━━ DATASET RECORDS ━━
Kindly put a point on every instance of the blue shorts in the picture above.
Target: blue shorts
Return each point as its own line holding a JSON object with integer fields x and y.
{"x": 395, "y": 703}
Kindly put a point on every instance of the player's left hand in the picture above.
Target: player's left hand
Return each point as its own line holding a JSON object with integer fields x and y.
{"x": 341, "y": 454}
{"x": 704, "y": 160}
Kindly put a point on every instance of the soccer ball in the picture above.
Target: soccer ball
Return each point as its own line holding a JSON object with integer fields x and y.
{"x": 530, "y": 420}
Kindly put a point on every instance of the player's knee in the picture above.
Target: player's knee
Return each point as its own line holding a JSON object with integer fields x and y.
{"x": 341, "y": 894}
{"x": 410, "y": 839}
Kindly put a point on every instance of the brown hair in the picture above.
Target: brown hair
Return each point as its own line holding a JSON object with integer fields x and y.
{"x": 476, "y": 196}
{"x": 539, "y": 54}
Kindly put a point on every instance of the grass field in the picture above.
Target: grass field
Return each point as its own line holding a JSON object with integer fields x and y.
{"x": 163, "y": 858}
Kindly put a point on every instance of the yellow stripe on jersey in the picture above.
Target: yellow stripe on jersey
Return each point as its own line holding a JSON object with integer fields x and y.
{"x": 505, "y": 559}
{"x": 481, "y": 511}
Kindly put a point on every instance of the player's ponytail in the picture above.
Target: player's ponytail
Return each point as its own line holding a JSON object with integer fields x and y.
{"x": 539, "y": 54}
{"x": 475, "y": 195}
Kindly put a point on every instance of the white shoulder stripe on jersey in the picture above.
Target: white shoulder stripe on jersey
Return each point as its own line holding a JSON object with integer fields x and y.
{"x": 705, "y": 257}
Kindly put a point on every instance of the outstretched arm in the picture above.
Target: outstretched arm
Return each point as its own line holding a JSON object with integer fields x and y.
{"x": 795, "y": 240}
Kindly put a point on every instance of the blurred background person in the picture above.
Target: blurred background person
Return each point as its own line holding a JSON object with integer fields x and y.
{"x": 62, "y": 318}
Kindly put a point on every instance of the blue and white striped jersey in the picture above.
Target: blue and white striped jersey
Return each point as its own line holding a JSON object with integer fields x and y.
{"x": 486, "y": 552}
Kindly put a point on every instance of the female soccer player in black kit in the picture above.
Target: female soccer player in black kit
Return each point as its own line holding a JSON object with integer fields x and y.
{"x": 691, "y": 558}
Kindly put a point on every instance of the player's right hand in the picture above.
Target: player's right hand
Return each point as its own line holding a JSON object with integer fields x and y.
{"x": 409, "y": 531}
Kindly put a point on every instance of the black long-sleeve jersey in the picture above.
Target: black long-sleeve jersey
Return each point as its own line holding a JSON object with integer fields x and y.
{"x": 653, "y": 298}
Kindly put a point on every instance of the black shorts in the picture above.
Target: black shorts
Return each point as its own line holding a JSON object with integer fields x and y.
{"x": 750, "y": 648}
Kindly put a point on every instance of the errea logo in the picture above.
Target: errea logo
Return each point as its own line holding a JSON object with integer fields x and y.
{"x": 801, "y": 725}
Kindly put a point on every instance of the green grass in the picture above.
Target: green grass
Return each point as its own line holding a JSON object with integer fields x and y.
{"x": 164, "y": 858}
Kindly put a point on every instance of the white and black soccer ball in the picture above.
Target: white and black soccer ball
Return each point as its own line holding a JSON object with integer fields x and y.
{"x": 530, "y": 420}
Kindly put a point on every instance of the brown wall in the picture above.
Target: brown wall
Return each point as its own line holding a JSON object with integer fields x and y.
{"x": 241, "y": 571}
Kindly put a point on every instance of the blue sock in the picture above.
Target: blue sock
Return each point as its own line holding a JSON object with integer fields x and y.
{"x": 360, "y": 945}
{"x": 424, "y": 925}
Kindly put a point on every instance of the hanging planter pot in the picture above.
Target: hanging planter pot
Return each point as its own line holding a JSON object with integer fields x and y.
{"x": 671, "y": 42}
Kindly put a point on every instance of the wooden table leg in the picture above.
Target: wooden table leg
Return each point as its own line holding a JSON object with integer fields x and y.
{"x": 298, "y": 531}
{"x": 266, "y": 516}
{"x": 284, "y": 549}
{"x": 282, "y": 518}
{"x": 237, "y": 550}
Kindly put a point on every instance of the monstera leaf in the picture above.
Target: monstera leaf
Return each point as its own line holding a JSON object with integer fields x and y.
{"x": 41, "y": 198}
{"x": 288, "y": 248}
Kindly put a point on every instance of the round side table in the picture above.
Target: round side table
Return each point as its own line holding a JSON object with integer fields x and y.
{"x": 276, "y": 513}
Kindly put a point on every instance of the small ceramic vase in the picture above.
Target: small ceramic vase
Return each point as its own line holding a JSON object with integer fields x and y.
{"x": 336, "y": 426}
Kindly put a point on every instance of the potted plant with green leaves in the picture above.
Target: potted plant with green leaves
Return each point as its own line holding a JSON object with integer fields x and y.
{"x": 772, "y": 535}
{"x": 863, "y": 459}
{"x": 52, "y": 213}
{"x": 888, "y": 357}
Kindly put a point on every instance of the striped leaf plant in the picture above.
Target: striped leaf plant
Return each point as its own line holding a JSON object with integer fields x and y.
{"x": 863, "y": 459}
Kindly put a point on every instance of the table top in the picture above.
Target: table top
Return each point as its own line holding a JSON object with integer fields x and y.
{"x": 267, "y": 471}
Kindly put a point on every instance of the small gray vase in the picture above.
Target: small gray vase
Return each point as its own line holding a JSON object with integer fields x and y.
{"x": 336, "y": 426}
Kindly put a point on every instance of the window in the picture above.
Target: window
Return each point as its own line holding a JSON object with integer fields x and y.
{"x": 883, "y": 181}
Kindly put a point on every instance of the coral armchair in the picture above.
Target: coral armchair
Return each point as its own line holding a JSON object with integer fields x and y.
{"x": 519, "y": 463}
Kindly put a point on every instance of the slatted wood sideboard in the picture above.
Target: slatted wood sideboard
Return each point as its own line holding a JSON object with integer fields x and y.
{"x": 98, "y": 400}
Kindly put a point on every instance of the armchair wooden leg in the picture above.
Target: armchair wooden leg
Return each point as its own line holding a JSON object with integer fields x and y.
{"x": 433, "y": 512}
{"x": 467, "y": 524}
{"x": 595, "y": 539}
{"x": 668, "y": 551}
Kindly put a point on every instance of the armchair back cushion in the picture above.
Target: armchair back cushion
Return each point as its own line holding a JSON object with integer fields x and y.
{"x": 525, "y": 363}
━━━
== YOUR TASK ==
Reproduce nothing but the lines from the line containing "Kindly put a point on every instance of the potted" to the last line of the data, each exactly as written.

== CORRECT ANSWER ==
Kindly put a point on every instance of the potted plant with green leaves in the picture above.
Target: potted plant with green leaves
Return each point as its own line holding a JSON object with integer fields x and y.
{"x": 772, "y": 535}
{"x": 863, "y": 459}
{"x": 52, "y": 213}
{"x": 888, "y": 357}
Kindly put a point on every instance of the striped leaf plant in the picture above.
Target: striped leaf plant
Return each point as its own line holding a JSON object with integer fields x and y.
{"x": 863, "y": 459}
Kindly put a point on every instance of the table top in the picture above.
Target: table top
Return each point as its own line holding a JSON object with integer fields x and y.
{"x": 267, "y": 471}
Kindly put a point on every instance of the small gray vase in the picture above.
Target: small gray vase
Return each point as its own line holding a JSON object with integer fields x and y.
{"x": 336, "y": 426}
Kindly put a point on every instance of the window in the picture above.
Target: window
Return each point as its own line holding a JSON object with integer fields x and y.
{"x": 883, "y": 181}
Kindly put a point on every instance of the coral armchair in the picture above.
Target: coral armchair
Return each point as its own line holding a JSON object with integer fields x and y.
{"x": 519, "y": 463}
Kindly put a point on every instance of the slatted wood sideboard in the picture above.
Target: slatted wood sideboard
Return each point as its own line holding a JSON object with integer fields x and y.
{"x": 98, "y": 400}
Kindly put a point on every instance of the armchair wooden leg in the picture above.
Target: armchair wooden leg
Return each point as its own line holding a JSON object with integer fields x and y.
{"x": 433, "y": 512}
{"x": 467, "y": 524}
{"x": 595, "y": 539}
{"x": 668, "y": 551}
Kindly put a point on every instance of the armchair back cushion in the picture above.
Target: armchair back cushion
Return each point as its own line holding a JSON object with integer fields x and y.
{"x": 525, "y": 363}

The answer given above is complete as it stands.